==== Belge

Mehmet Ali KAYA

Mehmet Ali KAYA

Hüküm ve hâkimiyet meselesi

Yüce Allah kâinatın yaratıcısı olup hüküm ve hâkimiyet sahibidir ve Allah’tan başka hüküm ve hakimieyet sahibi yoktur. Her konuda kanununu koymuş ve mahlûkatın onun hükümlerine boyun eğmesi dışında yapacağı hiçbir şeyi yoktur. Her şey ona boyun eğmeye hükmüne ram olmaya mahkûmdur. İzzet sahibi Allah’tır; her şey onun karşısında zelildir ve ister istemez hükmüne boyun eğmek mecburiyetindedir. Bunun zıddı düşünülemez.

Allah'ın iki nevi hükmü ve şeriatı vardır. Birincisi, tekvini şeriatıdır ki İrade ve kudretinin eseri olan bütün tabiat, fizik kanunları Allah'ın iradesinin eseri olup kudreti ile hareket ederler. İnsan ve insan dışındaki bütün varlıkların bunlara muhalif hareket etmesi muhaldir ve akıl haricidir. Varlıklar bu kanunları keşfederek ona uygun davranarak varlıklarını devam ettirir ve gelişimlerini temin eder. Bu tekvini kanunlara uymayanlar dünyada hemen cezalarını çekerler. İkincisi Allah'ın Kelam sıfatının gereği olan teşrii kanunları vardır ki bunlar emir ve neyih kapsamında olup kullarından istediği ve kulların da bunlara uyup uymama konusunda hür bıraktığı kanunlarıdır. Allah kullarına emretmiş ve nehyetmiştir, uyup uymama konusunda hür ve serbest bırakmıştır. Uyanların mükâfatı ve uymayanların cezalarını ise ahrete ikinci dirilişe ertelemiştir.

========
==== Veri Kümesi Bölümü

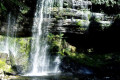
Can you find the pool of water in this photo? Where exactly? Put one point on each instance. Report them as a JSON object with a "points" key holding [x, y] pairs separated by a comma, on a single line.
{"points": [[67, 77]]}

========

Tamamlanacak Alıştırmalar =>
• 1. Aşağıdaki (a), (b) ve (c) ifadelerinin belgeyle uyuşup uyuşmadığını belirtiniz; her biri için evet veya hayır deyip belgeden belirleyici sözleri aynen alıntılayınız.
(a) Tekvini kanunlara uymayanlar cezalarını ahirette çekerler.
(b) Allah, kullarını teşrii kanunlara uyup uymama konusunda hür bırakmıştır.
(c) Allah'ın iki nevi hükmü ve şeriatı vardır.
• 2. Belgenin "Hüküm ve hâkimiyet meselesi" ile "Bunun zıddı düşünülemez." arasındaki kısmını, her iki uç dahil olmak üzere, "kâinatın" ifadesini "evrenin" ile değiştirerek yeniden yazınız.
Çözümlerde yalnızca belgeyi esas alınız.

Alıştırma Çözümleri =>
• 1.
(a) Hayır: "Bu tekvini kanunlara uymayanlar dünyada hemen cezalarını çekerler."
(b) Evet: "uyup uymama konusunda hür ve serbest bırakmıştır."
(c) Evet: "Allah'ın iki nevi hükmü ve şeriatı vardır."

• 2.
Hüküm ve hâkimiyet meselesi

Yüce Allah evrenin yaratıcısı olup hüküm ve hâkimiyet sahibidir ve Allah’tan başka hüküm ve hakimieyet sahibi yoktur. Her konuda kanununu koymuş ve mahlûkatın onun hükümlerine boyun eğmesi dışında yapacağı hiçbir şeyi yoktur. Her şey ona boyun eğmeye hükmüne ram olmaya mahkûmdur. İzzet sahibi Allah’tır; her şey onun karşısında zelildir ve ister istemez hükmüne boyun eğmek mecburiyetindedir. Bunun zıddı düşünülemez.